(TEXT UNDER STUDY Opens)

If I read your code correctly you are rebuilding your buffer in each frame, writing all the floats, sending them to the GPU and then clearing the buffer again. if that is the case it is no wonder you get bad performance. Its not your GPU which is the problem, it is the work your CPU needs to do to fill the buffer and send it over. Try to fill your buffer just once and never clearing it. How does your performance change?

mrdlink

The reason I need to rebuild the buffer every frame is that I want to transform the sprites. So I need to update the data and send it to the gpu every frame.
Taking out glDrawElements from the rendering loop, raises the performance back to a reasonable framerate, so drawing must the problem. Btw. the cpu usage running the above is about 5 - 8% while gpu load is at peak 100%.
But on the other hand, if I make a static buffer (GL_STATIC_DRAW) and set the data once in the setup method, it performs the same. But why?

Cornix

Perhaps because of the buffer update, especially because it is a glBufferSubData call instead of a glBufferData call. Moving the data from the client side to the server side is expensive and with glBufferSubData you have to wait for the previous frame to finish rendering before the buffer can be overwritten. With glBufferData the driver can decide to allocate a completely new buffer without having to wait until reading from the previous data is over. Maybe it would be even better to keep a few VBO's at hand and cycling between them. You write to VBO-1 while reading from VBO-2 for rendering, etc.

mrdlink

I already tried different methods of updating VBOs, including buffer orphanaging using glBufferData and double/triple buffering. I even tried using persistent, immutable buffers by using glBufferStorage and glMapBufferRange to directly map gpu memory to a buffer. But the load on cpu and gpu stays the same. It really bugs me as I can't seem to find a solution. Updating 128 KByte of data per frame shouldn't be really a problem.

(TEXT UNDER STUDY Closes)
(SUPPLIED ENTRIES Opens)

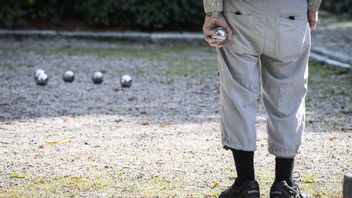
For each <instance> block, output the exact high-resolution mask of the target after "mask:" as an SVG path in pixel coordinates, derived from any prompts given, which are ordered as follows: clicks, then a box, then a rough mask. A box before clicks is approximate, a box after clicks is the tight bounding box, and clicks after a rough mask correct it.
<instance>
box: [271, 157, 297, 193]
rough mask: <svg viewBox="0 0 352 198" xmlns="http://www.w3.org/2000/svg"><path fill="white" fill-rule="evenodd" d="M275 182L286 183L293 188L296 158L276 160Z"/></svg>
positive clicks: (275, 159)
mask: <svg viewBox="0 0 352 198" xmlns="http://www.w3.org/2000/svg"><path fill="white" fill-rule="evenodd" d="M275 161H276V163H275V182H279V181H286V182H287V184H288V185H290V186H293V183H294V182H293V178H292V172H293V165H294V158H278V157H277V158H276V159H275Z"/></svg>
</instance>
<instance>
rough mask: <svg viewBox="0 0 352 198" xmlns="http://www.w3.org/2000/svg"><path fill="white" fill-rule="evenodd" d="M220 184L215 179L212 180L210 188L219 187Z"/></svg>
mask: <svg viewBox="0 0 352 198" xmlns="http://www.w3.org/2000/svg"><path fill="white" fill-rule="evenodd" d="M220 187H221V186H220V184H219V183H218V182H216V181H212V188H220Z"/></svg>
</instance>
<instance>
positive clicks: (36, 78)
mask: <svg viewBox="0 0 352 198" xmlns="http://www.w3.org/2000/svg"><path fill="white" fill-rule="evenodd" d="M40 74H45V71H44V70H42V69H37V70H35V72H34V80H37V78H38V76H39V75H40Z"/></svg>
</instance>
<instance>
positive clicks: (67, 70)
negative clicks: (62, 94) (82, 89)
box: [62, 70, 75, 82]
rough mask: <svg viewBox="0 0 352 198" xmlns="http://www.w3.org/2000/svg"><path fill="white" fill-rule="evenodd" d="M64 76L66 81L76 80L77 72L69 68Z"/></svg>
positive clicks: (68, 81)
mask: <svg viewBox="0 0 352 198" xmlns="http://www.w3.org/2000/svg"><path fill="white" fill-rule="evenodd" d="M62 78H63V80H64V81H65V82H73V81H74V80H75V74H74V73H73V71H71V70H67V71H65V72H64V75H63V77H62Z"/></svg>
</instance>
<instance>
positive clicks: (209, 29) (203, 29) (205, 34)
mask: <svg viewBox="0 0 352 198" xmlns="http://www.w3.org/2000/svg"><path fill="white" fill-rule="evenodd" d="M203 33H204V36H205V37H210V36H211V35H213V34H214V33H215V32H214V31H213V30H212V29H210V28H206V27H205V28H203Z"/></svg>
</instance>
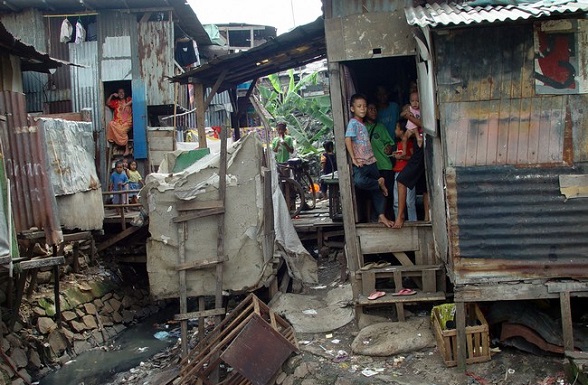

(SUPPLIED ENTRIES Closes)

#### [PROBLEM REQUIREMENTS]
List every distinct function name beginning with "gl" that appears in the forum thread on buffer performance, each named once.

#### [RESPONSE FOR THIS EXERCISE]
glDrawElements, glBufferSubData, glBufferData, glBufferStorage, glMapBufferRange